[Opening Provided data section]
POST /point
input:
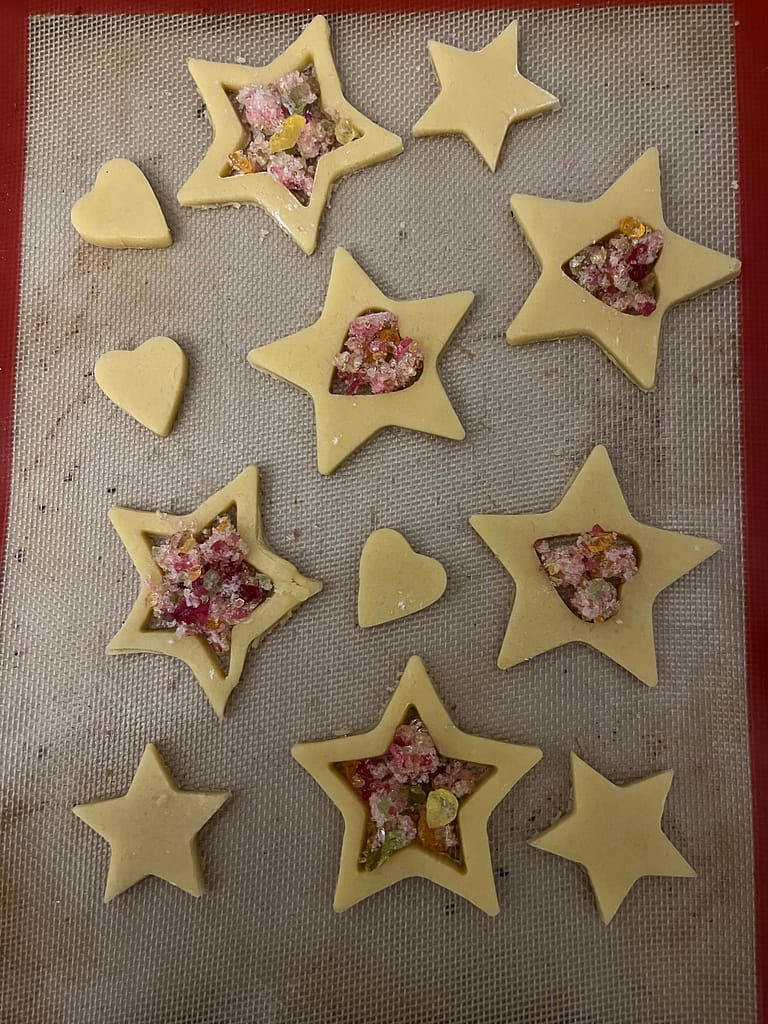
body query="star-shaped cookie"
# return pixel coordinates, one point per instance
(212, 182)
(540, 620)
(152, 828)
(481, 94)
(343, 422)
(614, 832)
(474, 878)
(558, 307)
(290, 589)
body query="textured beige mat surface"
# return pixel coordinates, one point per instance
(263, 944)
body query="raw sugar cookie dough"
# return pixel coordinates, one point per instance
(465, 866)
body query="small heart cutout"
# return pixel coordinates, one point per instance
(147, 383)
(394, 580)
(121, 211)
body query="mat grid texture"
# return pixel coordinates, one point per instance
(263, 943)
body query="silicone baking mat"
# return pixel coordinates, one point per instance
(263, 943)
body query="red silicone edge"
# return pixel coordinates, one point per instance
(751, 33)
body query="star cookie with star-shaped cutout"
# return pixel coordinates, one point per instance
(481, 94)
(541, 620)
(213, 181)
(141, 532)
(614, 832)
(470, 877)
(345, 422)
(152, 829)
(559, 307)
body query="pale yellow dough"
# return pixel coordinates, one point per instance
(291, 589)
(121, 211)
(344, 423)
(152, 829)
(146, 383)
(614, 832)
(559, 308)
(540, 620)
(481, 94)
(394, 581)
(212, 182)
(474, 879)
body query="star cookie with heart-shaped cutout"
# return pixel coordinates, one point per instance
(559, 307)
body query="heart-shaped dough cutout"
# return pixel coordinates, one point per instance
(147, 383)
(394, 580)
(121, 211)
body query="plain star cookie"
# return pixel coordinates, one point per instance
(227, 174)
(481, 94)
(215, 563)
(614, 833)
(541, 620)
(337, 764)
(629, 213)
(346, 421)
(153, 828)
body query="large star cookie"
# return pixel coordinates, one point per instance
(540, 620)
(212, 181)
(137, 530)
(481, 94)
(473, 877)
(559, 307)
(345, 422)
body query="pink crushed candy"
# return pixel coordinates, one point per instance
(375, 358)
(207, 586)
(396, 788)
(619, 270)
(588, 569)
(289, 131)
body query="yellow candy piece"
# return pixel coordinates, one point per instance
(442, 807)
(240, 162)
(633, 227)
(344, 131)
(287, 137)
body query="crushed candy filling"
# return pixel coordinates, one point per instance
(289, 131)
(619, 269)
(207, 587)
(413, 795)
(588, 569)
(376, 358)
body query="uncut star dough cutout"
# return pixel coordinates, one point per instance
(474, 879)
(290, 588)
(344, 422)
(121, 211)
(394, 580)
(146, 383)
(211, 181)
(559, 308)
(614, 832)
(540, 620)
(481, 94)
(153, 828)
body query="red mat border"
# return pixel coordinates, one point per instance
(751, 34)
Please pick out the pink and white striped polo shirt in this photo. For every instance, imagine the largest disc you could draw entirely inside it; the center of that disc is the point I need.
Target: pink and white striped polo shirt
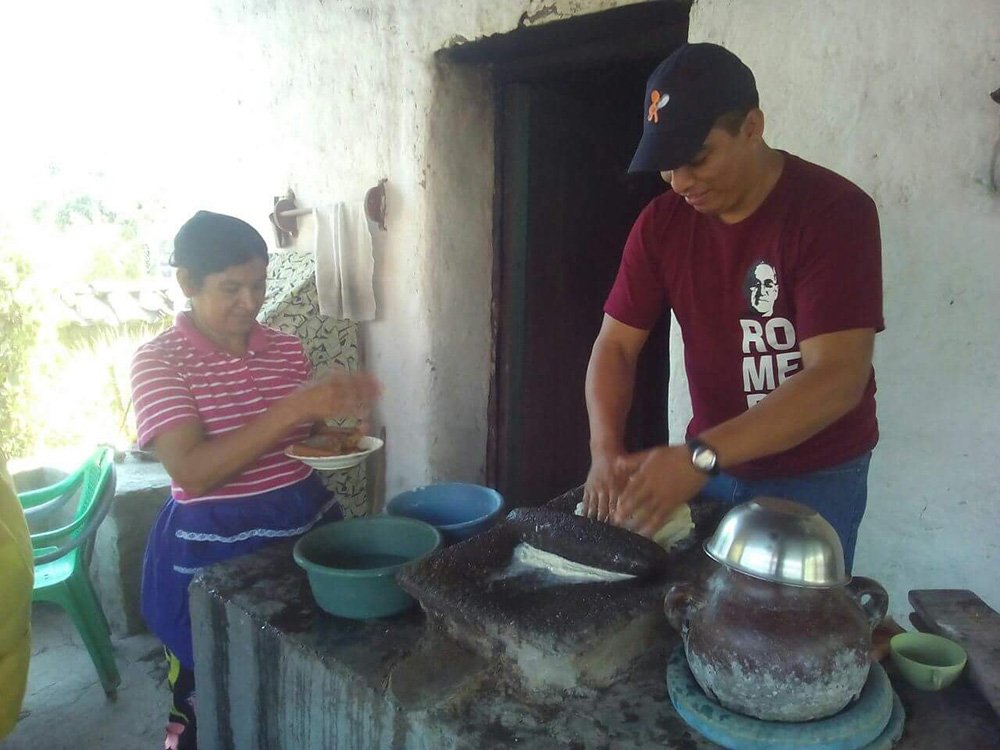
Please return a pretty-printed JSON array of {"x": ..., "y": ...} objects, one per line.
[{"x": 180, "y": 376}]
[Closing Provided data section]
▶ [Work instructions]:
Print the entire listing above verbatim. No picture should be included.

▶ [Reply to the task]:
POST /point
input:
body query="star-shaped cookie"
# return pixel coordinates, one point per instance
(212, 182)
(540, 620)
(152, 828)
(481, 94)
(343, 422)
(614, 832)
(474, 878)
(558, 307)
(290, 589)
body query="textured beige mat surface"
# return pixel coordinates, one point per instance
(263, 944)
body query="raw sugar cookie dough"
# return pixel coordinates, one point per instance
(465, 866)
body query="small heart cutout"
# return pixel coordinates, one point per instance
(147, 383)
(394, 580)
(121, 211)
body query="mat grid texture"
# return pixel coordinates, one point per instance
(263, 943)
body query="silicone baking mat"
# return pixel coordinates, one point per instance
(263, 943)
body query="red silicone edge"
# return pixel coordinates, one point per instance
(751, 33)
body query="star cookie with star-shaped cutout"
# return pixel coordinates, one point per instance
(481, 94)
(541, 620)
(213, 181)
(141, 532)
(614, 832)
(470, 877)
(345, 422)
(152, 829)
(559, 307)
body query="pale yellow dough"
# return pixel coordinates, one point per instance
(291, 589)
(121, 211)
(344, 423)
(152, 829)
(146, 383)
(614, 832)
(559, 308)
(540, 620)
(481, 94)
(394, 581)
(212, 182)
(474, 879)
body query="star cookie with heart-shaped cutout"
# return pixel coordinates, one point per instance
(559, 307)
body query="heart-shaped dough cutout"
# return pixel coordinates, one point per instance
(147, 383)
(394, 580)
(121, 211)
body query="plain star cookie"
# return pixel coordinates, one point per instance
(227, 174)
(481, 94)
(215, 563)
(614, 833)
(541, 620)
(337, 764)
(629, 213)
(346, 421)
(153, 828)
body query="large star cookie"
# return pixel coordinates, one point per instance
(540, 620)
(212, 181)
(137, 530)
(481, 94)
(473, 877)
(559, 307)
(345, 422)
body query="pink crushed candy"
# return pixel coordinates, one point per instance
(375, 358)
(207, 586)
(396, 788)
(619, 270)
(588, 569)
(289, 131)
body query="yellow candy piece"
# return pixel coordinates, one point per instance
(442, 807)
(240, 162)
(633, 227)
(344, 131)
(287, 137)
body query="crushed candy filling"
# return pixel coordinates, one point per instance
(289, 131)
(619, 269)
(207, 587)
(413, 795)
(588, 569)
(376, 358)
body query="uncut star dough cutout"
# return pixel coordinates, one point per instance
(474, 879)
(290, 588)
(344, 422)
(121, 211)
(394, 580)
(146, 383)
(211, 181)
(559, 308)
(614, 832)
(540, 620)
(481, 94)
(153, 828)
body query="red mat border"
# return pixel coordinates, one point per instance
(751, 34)
Please pick out the pink and white striped polo shirt in this photo. For every instance, imagine the largest disc you could draw entirely inside it; the center of that disc is the point I need.
Target: pink and white striped polo shirt
Please return a pretty-printed JSON array of {"x": ..., "y": ...} objects, one per line.
[{"x": 180, "y": 376}]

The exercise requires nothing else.